*Stated task:*
Rewrite every line of the listing below as a numbered list, omitting blank lines and leaving the pictures out.

*Stored dataset items:*
*****
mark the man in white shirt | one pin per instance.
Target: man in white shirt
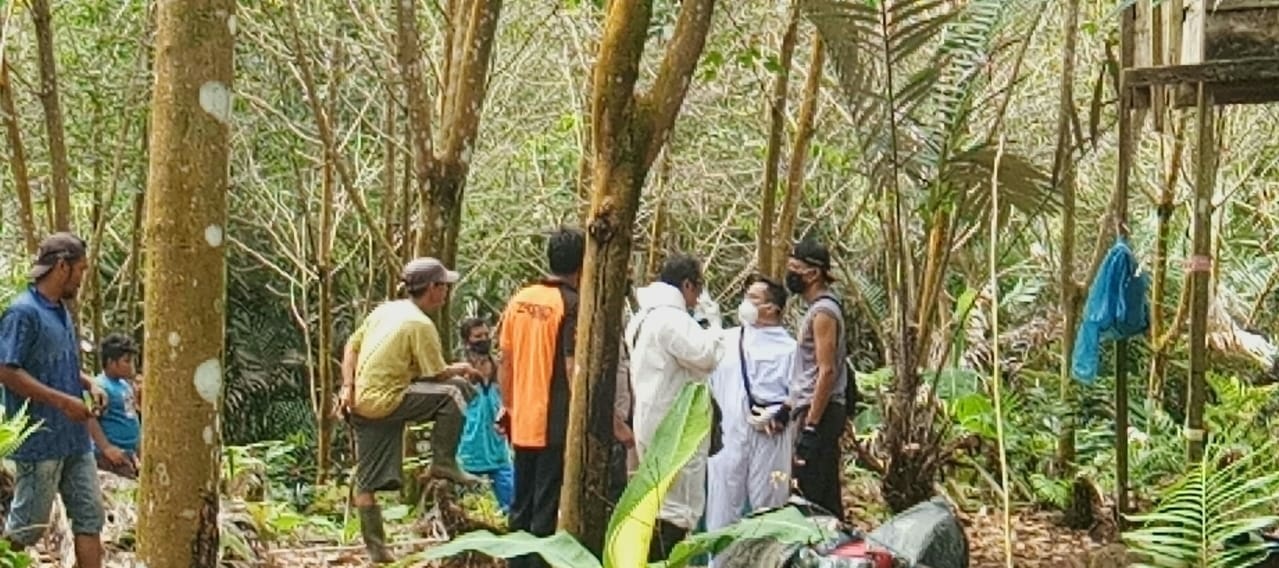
(668, 351)
(750, 385)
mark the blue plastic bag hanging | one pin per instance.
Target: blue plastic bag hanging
(1117, 308)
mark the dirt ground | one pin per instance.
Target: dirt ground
(1039, 540)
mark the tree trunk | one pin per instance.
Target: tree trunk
(765, 244)
(186, 282)
(325, 334)
(805, 131)
(1063, 178)
(62, 200)
(441, 175)
(324, 123)
(628, 132)
(18, 161)
(1201, 269)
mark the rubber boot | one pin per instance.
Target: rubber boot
(374, 534)
(444, 447)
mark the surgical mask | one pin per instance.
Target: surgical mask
(794, 283)
(747, 312)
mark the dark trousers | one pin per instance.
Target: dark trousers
(821, 477)
(539, 476)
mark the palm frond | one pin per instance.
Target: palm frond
(1214, 503)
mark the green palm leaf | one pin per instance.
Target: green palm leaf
(1216, 500)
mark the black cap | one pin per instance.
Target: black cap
(812, 253)
(421, 273)
(53, 248)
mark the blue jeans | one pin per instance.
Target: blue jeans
(74, 477)
(503, 486)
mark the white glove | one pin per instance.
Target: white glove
(765, 418)
(709, 311)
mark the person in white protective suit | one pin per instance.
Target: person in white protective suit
(750, 385)
(669, 349)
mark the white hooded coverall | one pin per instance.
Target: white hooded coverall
(753, 468)
(669, 351)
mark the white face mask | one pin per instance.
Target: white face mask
(747, 312)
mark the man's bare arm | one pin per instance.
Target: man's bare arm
(349, 358)
(825, 334)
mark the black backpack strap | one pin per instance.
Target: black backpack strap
(741, 360)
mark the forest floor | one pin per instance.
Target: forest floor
(1039, 540)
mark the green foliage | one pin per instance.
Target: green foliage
(677, 440)
(10, 558)
(1218, 499)
(13, 431)
(559, 550)
(678, 436)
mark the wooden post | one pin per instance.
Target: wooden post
(1121, 218)
(1200, 266)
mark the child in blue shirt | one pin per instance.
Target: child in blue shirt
(119, 418)
(484, 450)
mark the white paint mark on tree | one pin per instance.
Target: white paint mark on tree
(216, 100)
(214, 236)
(209, 380)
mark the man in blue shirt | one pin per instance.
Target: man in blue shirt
(119, 418)
(40, 370)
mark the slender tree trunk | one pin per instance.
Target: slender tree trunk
(1201, 269)
(441, 175)
(658, 230)
(443, 178)
(324, 123)
(186, 282)
(765, 244)
(628, 132)
(18, 161)
(805, 131)
(325, 334)
(1161, 333)
(40, 14)
(1063, 178)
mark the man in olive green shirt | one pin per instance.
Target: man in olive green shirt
(393, 372)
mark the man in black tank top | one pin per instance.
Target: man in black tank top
(819, 390)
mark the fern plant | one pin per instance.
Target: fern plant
(1200, 517)
(911, 74)
(14, 430)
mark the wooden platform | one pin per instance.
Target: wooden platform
(1239, 82)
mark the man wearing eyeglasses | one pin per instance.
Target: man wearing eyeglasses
(669, 348)
(393, 372)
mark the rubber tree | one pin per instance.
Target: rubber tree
(42, 19)
(440, 164)
(186, 282)
(628, 133)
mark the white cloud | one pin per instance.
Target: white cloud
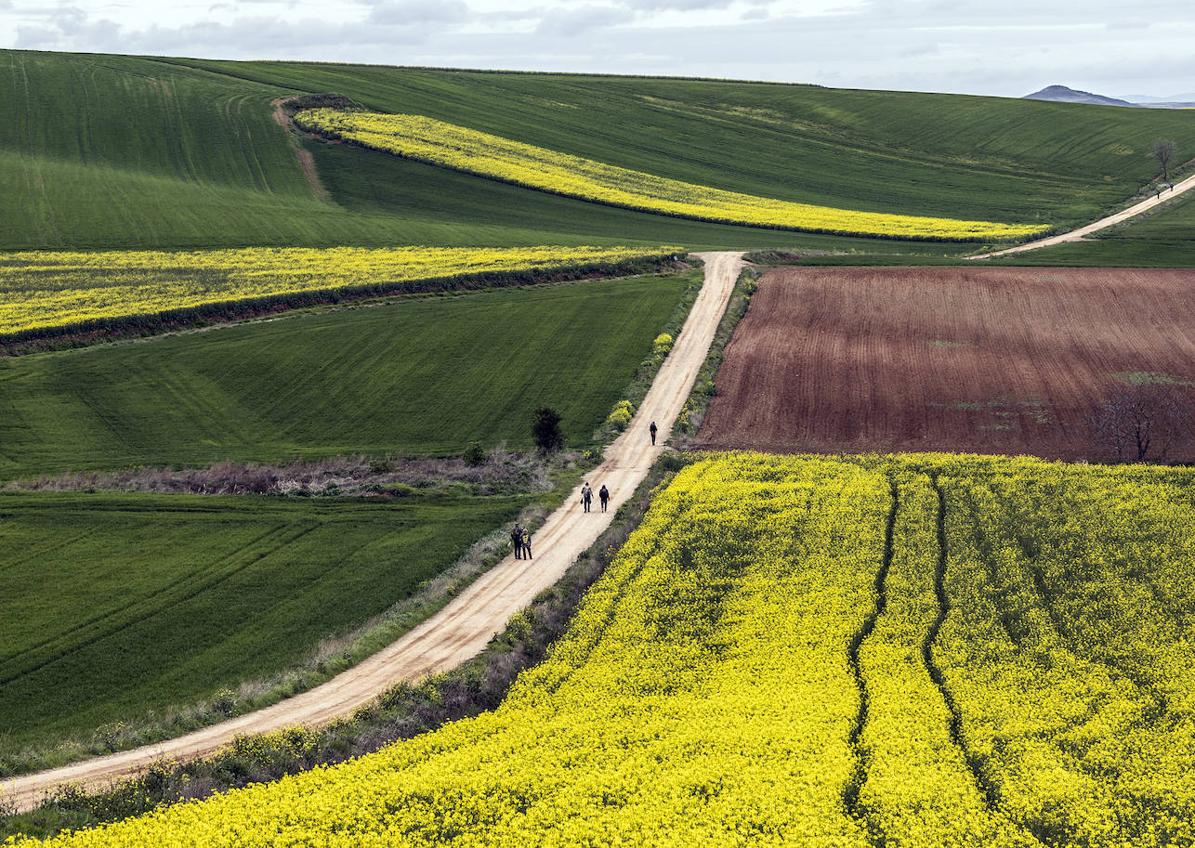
*****
*Exercise result:*
1. mark the man in white shirt | one pin per instance.
2. Target: man in white shirt
3. (668, 351)
4. (750, 385)
5. mark the blue plastic bag hanging | one pin per instance.
6. Target: blue plastic bag hanging
7. (1117, 308)
8. mark the dirt ground | one pin per instance.
9. Target: dirt ground
10. (1039, 540)
11. mark the tree trunk | one pin per instance.
12. Target: tree trunk
13. (765, 244)
14. (186, 282)
15. (325, 334)
16. (805, 131)
17. (1063, 178)
18. (62, 200)
19. (441, 175)
20. (324, 123)
21. (628, 132)
22. (18, 161)
23. (1201, 269)
24. mark the rubber boot | one pin per instance.
25. Target: rubber boot
26. (374, 534)
27. (444, 447)
28. mark the surgical mask | one pin per instance.
29. Target: surgical mask
30. (794, 283)
31. (747, 312)
32. mark the dark trousers | one pin per instance.
33. Target: dark trousers
34. (821, 477)
35. (539, 476)
36. mark the palm frond | one pin per instance.
37. Target: palm frond
38. (1214, 503)
39. mark the green palm leaf | one pin per instance.
40. Target: green palm leaf
41. (1216, 500)
42. mark the black cap | one pin per instance.
43. Target: black cap
44. (812, 253)
45. (421, 273)
46. (53, 248)
47. mark the blue jeans | one pin per instance.
48. Target: blue jeans
49. (74, 477)
50. (503, 486)
51. mark the white glove | one pin per instance.
52. Target: white glove
53. (765, 418)
54. (709, 311)
55. mark the person in white protective suit | one pin per instance.
56. Target: person in white protective suit
57. (750, 385)
58. (669, 349)
59. mark the white hooded coverall | one pin per instance.
60. Target: white hooded coverall
61. (753, 468)
62. (669, 351)
63. mark the white face mask | one pin per instance.
64. Target: white face mask
65. (747, 312)
66. mark the man's bare arm | one pin per instance.
67. Target: man's bare arm
68. (349, 358)
69. (825, 334)
70. mark the black backpack strap | one pin per instance.
71. Target: black backpack strap
72. (741, 360)
73. mark the forest floor | one pin per instance.
74. Target: forest floor
75. (1039, 540)
76. mark the green foliage | one pin per instance.
77. Target: green foliage
78. (677, 440)
79. (10, 558)
80. (1218, 499)
81. (13, 431)
82. (559, 550)
83. (678, 436)
84. mark the wooden post | one pin per instance.
85. Target: wooden post
86. (1121, 218)
87. (1200, 266)
88. mark the child in blue shirt | one pin per instance.
89. Target: child in blue shirt
90. (119, 418)
91. (484, 450)
92. mark the white paint mark on tree | one pin per instance.
93. Target: white paint mark on tree
94. (216, 100)
95. (214, 236)
96. (209, 380)
97. mark the man in blue shirt | one pin per instance.
98. Target: man in blue shirt
99. (119, 418)
100. (40, 370)
101. mark the slender tree trunk | one pin per instance.
102. Target: slender tree trunk
103. (1201, 269)
104. (441, 175)
105. (658, 230)
106. (443, 178)
107. (324, 123)
108. (186, 282)
109. (765, 244)
110. (628, 132)
111. (18, 161)
112. (805, 131)
113. (325, 334)
114. (1161, 333)
115. (40, 14)
116. (1063, 178)
117. mark the man in olive green shirt | one pin per instance.
118. Target: man in olive green shirt
119. (393, 372)
120. mark the man in black tank top | one pin per instance.
121. Target: man in black tank top
122. (819, 390)
123. mark the fern plant | one pin per instance.
124. Target: fern plant
125. (1200, 517)
126. (911, 74)
127. (14, 430)
128. mark the wooden platform | one pin per instance.
129. Target: wooden platform
130. (1239, 82)
131. mark the man wearing eyeglasses | one pin per instance.
132. Target: man wearing eyeglasses
133. (669, 348)
134. (393, 372)
135. mark the rubber tree | one pin per instance.
136. Target: rubber tree
137. (42, 19)
138. (440, 164)
139. (186, 282)
140. (628, 133)
141. mark the white cloud | one pin per instance.
142. Target: white cloud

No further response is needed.